Records for processing:

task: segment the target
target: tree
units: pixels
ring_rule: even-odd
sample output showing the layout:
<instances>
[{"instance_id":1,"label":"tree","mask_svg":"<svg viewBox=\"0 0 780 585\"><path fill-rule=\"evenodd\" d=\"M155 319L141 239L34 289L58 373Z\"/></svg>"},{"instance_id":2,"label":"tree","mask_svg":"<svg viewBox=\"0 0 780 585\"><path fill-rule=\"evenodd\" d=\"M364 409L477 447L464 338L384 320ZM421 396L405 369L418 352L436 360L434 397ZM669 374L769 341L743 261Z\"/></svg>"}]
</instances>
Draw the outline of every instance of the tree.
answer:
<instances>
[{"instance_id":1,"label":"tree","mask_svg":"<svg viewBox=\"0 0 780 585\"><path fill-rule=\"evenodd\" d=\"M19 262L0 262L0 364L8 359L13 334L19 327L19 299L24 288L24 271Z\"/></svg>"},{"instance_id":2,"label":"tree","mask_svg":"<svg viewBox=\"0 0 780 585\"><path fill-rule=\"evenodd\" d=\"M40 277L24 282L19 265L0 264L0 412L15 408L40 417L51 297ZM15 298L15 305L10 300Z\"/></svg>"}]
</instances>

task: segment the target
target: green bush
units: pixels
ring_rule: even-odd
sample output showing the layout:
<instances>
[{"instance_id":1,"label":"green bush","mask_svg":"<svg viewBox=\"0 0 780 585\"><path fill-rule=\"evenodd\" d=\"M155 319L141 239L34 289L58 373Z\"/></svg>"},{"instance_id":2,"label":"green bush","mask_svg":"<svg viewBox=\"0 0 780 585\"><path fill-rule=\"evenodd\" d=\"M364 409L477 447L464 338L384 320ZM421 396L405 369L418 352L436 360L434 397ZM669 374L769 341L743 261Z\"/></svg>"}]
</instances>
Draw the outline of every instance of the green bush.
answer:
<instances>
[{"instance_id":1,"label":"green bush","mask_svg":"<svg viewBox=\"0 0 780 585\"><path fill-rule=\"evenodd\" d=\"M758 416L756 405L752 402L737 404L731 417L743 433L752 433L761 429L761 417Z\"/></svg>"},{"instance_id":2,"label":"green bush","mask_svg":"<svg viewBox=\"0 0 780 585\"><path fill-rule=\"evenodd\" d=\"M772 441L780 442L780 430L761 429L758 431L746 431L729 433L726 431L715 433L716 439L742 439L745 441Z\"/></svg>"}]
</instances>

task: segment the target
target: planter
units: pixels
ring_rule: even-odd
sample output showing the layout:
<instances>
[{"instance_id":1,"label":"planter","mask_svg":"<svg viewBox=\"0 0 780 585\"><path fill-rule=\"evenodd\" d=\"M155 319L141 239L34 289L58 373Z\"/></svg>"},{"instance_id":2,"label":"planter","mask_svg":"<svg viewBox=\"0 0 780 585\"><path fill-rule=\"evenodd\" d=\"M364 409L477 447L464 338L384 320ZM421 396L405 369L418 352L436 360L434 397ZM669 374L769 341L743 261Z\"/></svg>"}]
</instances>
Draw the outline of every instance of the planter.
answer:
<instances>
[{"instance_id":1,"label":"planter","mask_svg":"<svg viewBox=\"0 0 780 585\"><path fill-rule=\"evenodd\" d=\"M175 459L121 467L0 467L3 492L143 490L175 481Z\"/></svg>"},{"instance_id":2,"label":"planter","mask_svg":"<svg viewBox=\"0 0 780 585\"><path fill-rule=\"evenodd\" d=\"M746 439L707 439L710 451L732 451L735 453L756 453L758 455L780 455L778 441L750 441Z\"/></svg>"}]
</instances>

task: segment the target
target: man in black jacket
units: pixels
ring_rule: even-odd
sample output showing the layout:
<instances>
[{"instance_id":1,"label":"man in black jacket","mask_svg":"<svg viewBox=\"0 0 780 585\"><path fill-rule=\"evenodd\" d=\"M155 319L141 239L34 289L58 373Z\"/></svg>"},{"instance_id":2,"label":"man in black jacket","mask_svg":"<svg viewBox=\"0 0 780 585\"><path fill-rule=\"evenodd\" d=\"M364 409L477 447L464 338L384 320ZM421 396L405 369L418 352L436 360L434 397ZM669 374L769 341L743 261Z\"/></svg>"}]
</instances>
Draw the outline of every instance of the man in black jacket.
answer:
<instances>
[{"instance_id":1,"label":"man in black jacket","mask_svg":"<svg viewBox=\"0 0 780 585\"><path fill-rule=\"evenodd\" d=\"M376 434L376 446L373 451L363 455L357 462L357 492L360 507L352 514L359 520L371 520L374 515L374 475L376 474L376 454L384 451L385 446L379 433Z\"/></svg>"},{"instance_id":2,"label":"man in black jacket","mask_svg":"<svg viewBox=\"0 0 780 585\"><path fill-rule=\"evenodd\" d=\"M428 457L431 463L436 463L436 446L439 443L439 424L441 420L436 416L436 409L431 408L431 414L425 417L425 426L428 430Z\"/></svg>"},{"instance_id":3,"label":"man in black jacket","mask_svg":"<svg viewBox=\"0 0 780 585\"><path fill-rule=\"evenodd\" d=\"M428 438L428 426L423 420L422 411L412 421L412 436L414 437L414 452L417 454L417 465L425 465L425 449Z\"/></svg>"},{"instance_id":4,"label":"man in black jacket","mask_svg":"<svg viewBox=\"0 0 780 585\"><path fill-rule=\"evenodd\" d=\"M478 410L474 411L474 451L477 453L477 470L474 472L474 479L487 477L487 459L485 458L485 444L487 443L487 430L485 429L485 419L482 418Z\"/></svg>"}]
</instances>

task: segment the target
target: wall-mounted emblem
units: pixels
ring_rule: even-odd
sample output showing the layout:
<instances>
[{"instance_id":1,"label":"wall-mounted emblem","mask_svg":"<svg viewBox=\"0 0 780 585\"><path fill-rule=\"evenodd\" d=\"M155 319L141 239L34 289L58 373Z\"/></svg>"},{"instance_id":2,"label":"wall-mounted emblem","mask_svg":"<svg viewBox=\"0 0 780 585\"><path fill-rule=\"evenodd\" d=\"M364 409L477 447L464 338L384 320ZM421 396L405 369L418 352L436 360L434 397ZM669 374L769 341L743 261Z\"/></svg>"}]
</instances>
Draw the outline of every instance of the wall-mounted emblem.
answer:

Task objective: Produce the material again exactly as it is shown above.

Answer area:
task: segment the target
target: tree
units: pixels
ring_rule: even-odd
sample output showing the layout:
<instances>
[{"instance_id":1,"label":"tree","mask_svg":"<svg viewBox=\"0 0 780 585\"><path fill-rule=\"evenodd\" d=\"M155 319L141 239L34 289L58 373Z\"/></svg>"},{"instance_id":2,"label":"tree","mask_svg":"<svg viewBox=\"0 0 780 585\"><path fill-rule=\"evenodd\" d=\"M364 409L477 447L464 338L384 320ZM421 396L405 369L418 352L436 360L434 397ZM669 374L769 341L743 261Z\"/></svg>"}]
</instances>
Draw the outline of every instance of the tree.
answer:
<instances>
[{"instance_id":1,"label":"tree","mask_svg":"<svg viewBox=\"0 0 780 585\"><path fill-rule=\"evenodd\" d=\"M19 262L0 262L0 364L8 359L13 334L19 327L19 299L24 288L24 271Z\"/></svg>"},{"instance_id":2,"label":"tree","mask_svg":"<svg viewBox=\"0 0 780 585\"><path fill-rule=\"evenodd\" d=\"M40 277L24 282L19 265L0 264L0 412L15 408L40 417L51 297ZM15 298L15 305L10 300Z\"/></svg>"}]
</instances>

task: segment the target
target: green bush
units: pixels
ring_rule: even-odd
sample output showing the layout:
<instances>
[{"instance_id":1,"label":"green bush","mask_svg":"<svg viewBox=\"0 0 780 585\"><path fill-rule=\"evenodd\" d=\"M155 319L141 239L34 289L58 373Z\"/></svg>"},{"instance_id":2,"label":"green bush","mask_svg":"<svg viewBox=\"0 0 780 585\"><path fill-rule=\"evenodd\" d=\"M364 409L477 447L464 338L384 320ZM421 396L405 369L418 352L436 360L434 397ZM669 374L769 341L743 261Z\"/></svg>"}]
</instances>
Draw the outline of every instance of the green bush.
answer:
<instances>
[{"instance_id":1,"label":"green bush","mask_svg":"<svg viewBox=\"0 0 780 585\"><path fill-rule=\"evenodd\" d=\"M758 416L756 405L752 402L737 404L731 417L743 433L752 433L761 429L761 417Z\"/></svg>"},{"instance_id":2,"label":"green bush","mask_svg":"<svg viewBox=\"0 0 780 585\"><path fill-rule=\"evenodd\" d=\"M772 441L780 442L780 430L761 429L758 431L746 431L729 433L726 431L715 433L716 439L742 439L745 441Z\"/></svg>"}]
</instances>

task: segment the target
target: planter
units: pixels
ring_rule: even-odd
sample output showing the layout:
<instances>
[{"instance_id":1,"label":"planter","mask_svg":"<svg viewBox=\"0 0 780 585\"><path fill-rule=\"evenodd\" d=\"M155 319L141 239L34 289L58 373Z\"/></svg>"},{"instance_id":2,"label":"planter","mask_svg":"<svg viewBox=\"0 0 780 585\"><path fill-rule=\"evenodd\" d=\"M364 409L477 447L464 338L384 320ZM421 396L405 369L418 352L436 360L434 397ZM669 374L769 341L743 261Z\"/></svg>"}]
</instances>
Draw the outline of every instance of the planter.
answer:
<instances>
[{"instance_id":1,"label":"planter","mask_svg":"<svg viewBox=\"0 0 780 585\"><path fill-rule=\"evenodd\" d=\"M175 459L121 467L0 467L3 492L143 490L175 481Z\"/></svg>"},{"instance_id":2,"label":"planter","mask_svg":"<svg viewBox=\"0 0 780 585\"><path fill-rule=\"evenodd\" d=\"M746 439L707 439L710 451L732 451L735 453L756 453L758 455L780 455L778 441L750 441Z\"/></svg>"}]
</instances>

task: segment the target
target: man in black jacket
units: pixels
ring_rule: even-odd
sample output showing the layout:
<instances>
[{"instance_id":1,"label":"man in black jacket","mask_svg":"<svg viewBox=\"0 0 780 585\"><path fill-rule=\"evenodd\" d=\"M155 319L141 239L34 289L58 373Z\"/></svg>"},{"instance_id":2,"label":"man in black jacket","mask_svg":"<svg viewBox=\"0 0 780 585\"><path fill-rule=\"evenodd\" d=\"M364 409L477 447L464 338L384 320ZM421 396L405 369L418 352L436 360L434 397ZM669 374L769 341L743 261Z\"/></svg>"}]
</instances>
Draw the outline of every instance of the man in black jacket.
answer:
<instances>
[{"instance_id":1,"label":"man in black jacket","mask_svg":"<svg viewBox=\"0 0 780 585\"><path fill-rule=\"evenodd\" d=\"M376 434L376 446L373 451L363 455L357 462L357 492L360 507L352 514L359 520L371 520L374 515L374 475L376 474L376 454L384 451L385 446L379 433Z\"/></svg>"},{"instance_id":2,"label":"man in black jacket","mask_svg":"<svg viewBox=\"0 0 780 585\"><path fill-rule=\"evenodd\" d=\"M428 457L431 463L436 463L436 446L439 443L439 424L441 420L436 416L436 409L431 408L431 414L425 417L425 426L428 430Z\"/></svg>"},{"instance_id":3,"label":"man in black jacket","mask_svg":"<svg viewBox=\"0 0 780 585\"><path fill-rule=\"evenodd\" d=\"M428 438L428 426L423 420L422 411L412 421L412 436L414 437L414 452L417 454L417 465L425 465L425 449Z\"/></svg>"},{"instance_id":4,"label":"man in black jacket","mask_svg":"<svg viewBox=\"0 0 780 585\"><path fill-rule=\"evenodd\" d=\"M478 410L474 411L474 451L477 453L477 470L474 472L474 479L487 477L487 459L485 458L485 444L487 443L487 430L485 429L485 419L482 418Z\"/></svg>"}]
</instances>

task: segment the target
target: wall-mounted emblem
units: pixels
ring_rule: even-odd
sample output showing the layout:
<instances>
[{"instance_id":1,"label":"wall-mounted emblem","mask_svg":"<svg viewBox=\"0 0 780 585\"><path fill-rule=\"evenodd\" d=\"M155 319L141 239L34 289L58 373Z\"/></svg>"},{"instance_id":2,"label":"wall-mounted emblem","mask_svg":"<svg viewBox=\"0 0 780 585\"><path fill-rule=\"evenodd\" d=\"M364 409L477 447L464 338L384 320ZM421 396L405 369L418 352L436 360L434 397ZM669 374L769 341L743 261Z\"/></svg>"}]
</instances>
Draw the outline of every instance of the wall-mounted emblem.
answer:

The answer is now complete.